Render the lines of the entries from the very first line through the line containing "[0,135,105,300]", both included, as a JSON list of strings with one string per line and blank lines omitted.

────────

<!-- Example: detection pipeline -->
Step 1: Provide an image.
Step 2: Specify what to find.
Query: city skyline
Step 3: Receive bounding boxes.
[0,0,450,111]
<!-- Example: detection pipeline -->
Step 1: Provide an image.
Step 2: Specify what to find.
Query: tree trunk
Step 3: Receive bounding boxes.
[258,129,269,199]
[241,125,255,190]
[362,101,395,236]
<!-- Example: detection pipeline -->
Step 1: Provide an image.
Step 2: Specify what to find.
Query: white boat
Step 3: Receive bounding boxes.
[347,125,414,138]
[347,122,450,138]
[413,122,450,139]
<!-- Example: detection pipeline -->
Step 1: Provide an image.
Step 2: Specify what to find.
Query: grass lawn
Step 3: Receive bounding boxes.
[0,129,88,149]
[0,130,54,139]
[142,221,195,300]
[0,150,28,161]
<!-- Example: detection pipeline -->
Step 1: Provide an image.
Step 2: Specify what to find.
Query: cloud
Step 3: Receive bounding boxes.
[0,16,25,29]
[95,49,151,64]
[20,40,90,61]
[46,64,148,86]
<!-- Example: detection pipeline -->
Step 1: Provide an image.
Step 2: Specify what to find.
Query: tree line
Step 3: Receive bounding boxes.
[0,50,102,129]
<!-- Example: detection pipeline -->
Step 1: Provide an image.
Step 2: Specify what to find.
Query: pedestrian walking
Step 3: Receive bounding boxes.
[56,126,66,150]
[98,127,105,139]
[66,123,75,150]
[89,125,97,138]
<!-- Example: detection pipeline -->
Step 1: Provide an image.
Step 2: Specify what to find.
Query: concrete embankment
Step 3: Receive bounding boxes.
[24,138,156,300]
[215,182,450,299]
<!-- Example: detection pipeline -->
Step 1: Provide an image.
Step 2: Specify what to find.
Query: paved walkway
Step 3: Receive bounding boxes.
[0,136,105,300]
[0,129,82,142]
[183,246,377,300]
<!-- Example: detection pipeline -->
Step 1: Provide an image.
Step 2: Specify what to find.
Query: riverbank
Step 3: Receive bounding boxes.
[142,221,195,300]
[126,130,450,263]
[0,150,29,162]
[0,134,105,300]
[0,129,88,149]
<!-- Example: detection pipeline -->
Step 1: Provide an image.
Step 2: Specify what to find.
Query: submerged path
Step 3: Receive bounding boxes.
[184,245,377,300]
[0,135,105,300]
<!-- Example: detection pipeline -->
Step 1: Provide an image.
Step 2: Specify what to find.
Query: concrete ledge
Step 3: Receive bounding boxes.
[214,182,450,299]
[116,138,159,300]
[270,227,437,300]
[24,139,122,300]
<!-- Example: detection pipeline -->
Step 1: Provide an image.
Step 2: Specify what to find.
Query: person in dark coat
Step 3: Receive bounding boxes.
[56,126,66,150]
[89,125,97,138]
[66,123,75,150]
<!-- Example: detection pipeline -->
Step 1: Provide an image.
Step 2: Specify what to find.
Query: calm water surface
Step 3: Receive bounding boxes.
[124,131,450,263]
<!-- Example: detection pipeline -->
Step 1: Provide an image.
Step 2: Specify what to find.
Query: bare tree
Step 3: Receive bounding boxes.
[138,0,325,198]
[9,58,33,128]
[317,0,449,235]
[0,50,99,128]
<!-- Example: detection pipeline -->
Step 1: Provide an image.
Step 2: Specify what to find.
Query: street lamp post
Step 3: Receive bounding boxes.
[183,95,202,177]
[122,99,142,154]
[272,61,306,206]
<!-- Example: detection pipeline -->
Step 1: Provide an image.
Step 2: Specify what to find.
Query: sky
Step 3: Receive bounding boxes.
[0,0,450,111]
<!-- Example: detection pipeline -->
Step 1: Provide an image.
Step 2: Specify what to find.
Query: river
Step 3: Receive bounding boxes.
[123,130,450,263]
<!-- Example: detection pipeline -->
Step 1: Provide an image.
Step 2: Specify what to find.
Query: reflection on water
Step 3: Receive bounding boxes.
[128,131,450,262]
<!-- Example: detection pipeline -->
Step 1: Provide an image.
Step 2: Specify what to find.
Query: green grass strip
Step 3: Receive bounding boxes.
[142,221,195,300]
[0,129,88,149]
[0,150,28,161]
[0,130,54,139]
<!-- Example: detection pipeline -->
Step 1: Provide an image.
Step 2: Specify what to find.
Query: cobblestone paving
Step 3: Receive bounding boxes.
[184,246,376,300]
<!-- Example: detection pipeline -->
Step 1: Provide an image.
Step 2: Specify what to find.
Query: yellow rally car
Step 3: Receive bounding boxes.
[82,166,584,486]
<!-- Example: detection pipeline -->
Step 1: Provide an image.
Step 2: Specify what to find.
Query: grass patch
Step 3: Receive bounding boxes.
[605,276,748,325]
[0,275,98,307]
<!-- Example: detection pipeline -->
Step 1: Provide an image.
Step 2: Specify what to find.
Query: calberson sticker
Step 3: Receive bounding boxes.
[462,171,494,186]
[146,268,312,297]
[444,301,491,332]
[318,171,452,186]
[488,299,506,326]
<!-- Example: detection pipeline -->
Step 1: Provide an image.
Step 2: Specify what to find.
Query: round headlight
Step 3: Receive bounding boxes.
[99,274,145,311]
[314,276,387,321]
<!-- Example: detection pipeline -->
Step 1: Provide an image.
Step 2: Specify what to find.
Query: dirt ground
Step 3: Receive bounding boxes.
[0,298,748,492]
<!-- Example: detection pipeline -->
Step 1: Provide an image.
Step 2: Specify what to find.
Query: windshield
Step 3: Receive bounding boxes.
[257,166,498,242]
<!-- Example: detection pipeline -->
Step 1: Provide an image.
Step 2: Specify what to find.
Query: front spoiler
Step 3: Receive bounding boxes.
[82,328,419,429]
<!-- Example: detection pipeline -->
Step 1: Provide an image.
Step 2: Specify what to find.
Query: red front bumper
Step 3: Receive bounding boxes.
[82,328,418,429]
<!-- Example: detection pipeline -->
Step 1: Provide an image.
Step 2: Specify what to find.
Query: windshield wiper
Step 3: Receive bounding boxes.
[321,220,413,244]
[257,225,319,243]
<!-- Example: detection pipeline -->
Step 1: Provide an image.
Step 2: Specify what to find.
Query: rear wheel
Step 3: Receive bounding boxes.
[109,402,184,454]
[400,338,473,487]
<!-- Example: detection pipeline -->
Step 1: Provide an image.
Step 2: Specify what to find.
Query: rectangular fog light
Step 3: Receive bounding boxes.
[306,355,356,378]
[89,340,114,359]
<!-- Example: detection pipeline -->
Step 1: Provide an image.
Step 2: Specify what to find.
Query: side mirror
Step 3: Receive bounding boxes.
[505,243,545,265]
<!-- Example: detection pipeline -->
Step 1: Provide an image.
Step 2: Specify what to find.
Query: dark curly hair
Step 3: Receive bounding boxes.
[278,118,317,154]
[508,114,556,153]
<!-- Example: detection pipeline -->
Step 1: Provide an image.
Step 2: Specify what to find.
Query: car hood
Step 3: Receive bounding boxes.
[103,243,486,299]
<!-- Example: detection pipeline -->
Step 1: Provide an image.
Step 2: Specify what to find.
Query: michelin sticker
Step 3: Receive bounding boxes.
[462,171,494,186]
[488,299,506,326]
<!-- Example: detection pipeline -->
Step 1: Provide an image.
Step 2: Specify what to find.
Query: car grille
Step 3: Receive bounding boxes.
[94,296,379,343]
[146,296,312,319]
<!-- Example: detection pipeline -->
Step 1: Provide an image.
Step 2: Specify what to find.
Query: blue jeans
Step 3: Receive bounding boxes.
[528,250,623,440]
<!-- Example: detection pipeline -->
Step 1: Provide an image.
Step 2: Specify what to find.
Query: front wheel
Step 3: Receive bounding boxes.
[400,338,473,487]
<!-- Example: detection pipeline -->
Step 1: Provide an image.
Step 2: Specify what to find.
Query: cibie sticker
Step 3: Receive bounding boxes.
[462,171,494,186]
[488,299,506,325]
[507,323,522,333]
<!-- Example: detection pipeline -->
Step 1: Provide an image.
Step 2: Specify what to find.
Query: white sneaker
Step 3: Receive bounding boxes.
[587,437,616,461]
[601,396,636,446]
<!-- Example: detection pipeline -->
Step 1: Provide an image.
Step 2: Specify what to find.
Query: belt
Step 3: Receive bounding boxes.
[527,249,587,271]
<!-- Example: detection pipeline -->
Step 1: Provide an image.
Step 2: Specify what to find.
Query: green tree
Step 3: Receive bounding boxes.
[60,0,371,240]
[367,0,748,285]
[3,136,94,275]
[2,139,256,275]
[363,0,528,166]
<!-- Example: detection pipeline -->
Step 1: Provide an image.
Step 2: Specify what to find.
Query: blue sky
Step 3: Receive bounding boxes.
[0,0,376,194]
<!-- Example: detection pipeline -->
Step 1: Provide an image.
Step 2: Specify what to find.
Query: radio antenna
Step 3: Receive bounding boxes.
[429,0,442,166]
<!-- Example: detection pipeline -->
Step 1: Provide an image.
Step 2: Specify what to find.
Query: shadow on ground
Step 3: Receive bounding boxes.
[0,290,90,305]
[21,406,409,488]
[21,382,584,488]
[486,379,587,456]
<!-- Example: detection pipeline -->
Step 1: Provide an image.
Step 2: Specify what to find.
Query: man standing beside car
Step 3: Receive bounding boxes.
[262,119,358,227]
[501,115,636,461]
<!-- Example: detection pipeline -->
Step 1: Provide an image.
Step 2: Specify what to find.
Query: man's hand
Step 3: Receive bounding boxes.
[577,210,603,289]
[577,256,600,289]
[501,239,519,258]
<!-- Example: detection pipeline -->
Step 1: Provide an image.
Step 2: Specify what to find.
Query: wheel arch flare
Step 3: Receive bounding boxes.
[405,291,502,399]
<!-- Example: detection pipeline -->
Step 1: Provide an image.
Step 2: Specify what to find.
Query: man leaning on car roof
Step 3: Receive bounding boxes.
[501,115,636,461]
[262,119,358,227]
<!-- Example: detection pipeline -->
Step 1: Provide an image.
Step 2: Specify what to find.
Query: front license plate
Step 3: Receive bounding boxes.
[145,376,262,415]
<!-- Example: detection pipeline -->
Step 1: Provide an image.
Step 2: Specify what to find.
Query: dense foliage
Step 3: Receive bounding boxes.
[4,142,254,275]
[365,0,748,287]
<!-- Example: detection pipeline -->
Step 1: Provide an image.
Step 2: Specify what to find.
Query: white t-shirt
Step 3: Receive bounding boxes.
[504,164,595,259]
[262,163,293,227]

────────

_Output of the task_
[
  "<!-- Example: detection pipeline -->",
  "Step 1: Provide an image.",
  "Step 2: Specify what to find.",
  "Query: city skyline",
  "Step 3: Receive bounding boxes.",
  "[0,0,450,111]",
  "<!-- Example: detection pipeline -->",
  "Step 1: Provide an image.",
  "Step 2: Specify what to find.",
  "Query: tree trunk",
  "Step 3: Receive bounding boxes.",
  "[258,129,269,199]",
  "[241,125,255,190]",
  "[362,101,395,236]",
  "<!-- Example: detection pipeline -->",
  "Step 1: Provide an image.",
  "Step 2: Specify what to find.",
  "Query: white boat",
  "Step 3: Receive bounding boxes.",
  "[347,125,414,138]",
  "[347,122,450,138]",
  "[413,122,450,139]",
  "<!-- Example: detection pipeline -->",
  "Step 1: Provide an image.",
  "Step 2: Specify what to find.",
  "Query: grass lawn",
  "Step 3: Receive bounding boxes.",
  "[0,129,88,149]",
  "[0,130,54,139]",
  "[142,221,195,300]",
  "[0,150,28,161]",
  "<!-- Example: detection pipeline -->",
  "Step 1: Provide an image.",
  "Step 2: Specify what to find.",
  "Query: cloud",
  "Step 3: Receive bounding boxes.",
  "[0,16,25,29]",
  "[95,49,151,64]",
  "[20,40,90,61]",
  "[46,64,148,86]",
  "<!-- Example: detection pipeline -->",
  "Step 1: Provide an image.",
  "Step 2: Specify what to find.",
  "Query: tree line",
  "Step 3: Receive bounding boxes.",
  "[0,50,102,129]",
  "<!-- Example: detection pipeline -->",
  "Step 1: Provide an image.",
  "Step 2: Specify what to find.",
  "Query: pedestrian walking",
  "Step 3: Receive bounding boxes.",
  "[56,126,66,150]",
  "[98,127,105,139]",
  "[66,123,75,150]",
  "[89,125,97,138]",
  "<!-- Example: detection pipeline -->",
  "Step 1: Provide an image.",
  "Step 2: Specify what to find.",
  "Query: concrete embankment",
  "Step 3: Receive bounding boxes.",
  "[24,138,156,300]",
  "[215,182,450,299]",
  "<!-- Example: detection pipeline -->",
  "Step 1: Provide an image.",
  "Step 2: Specify what to find.",
  "Query: paved walkway",
  "Step 3: Receive bounding boxes.",
  "[0,136,105,300]",
  "[0,129,82,142]",
  "[183,246,377,300]",
  "<!-- Example: detection pipeline -->",
  "Step 1: Provide an image.",
  "Step 2: Specify what to find.",
  "Query: riverbank",
  "Step 3: Receive bounding boxes.",
  "[142,221,195,300]",
  "[126,130,450,263]",
  "[0,150,29,162]",
  "[0,134,105,300]",
  "[0,129,88,149]",
  "<!-- Example: detection pipeline -->",
  "Step 1: Provide an image.",
  "Step 2: Specify what to find.",
  "Query: submerged path",
  "Step 3: Receive bounding boxes.",
  "[184,245,377,300]",
  "[0,135,105,300]"
]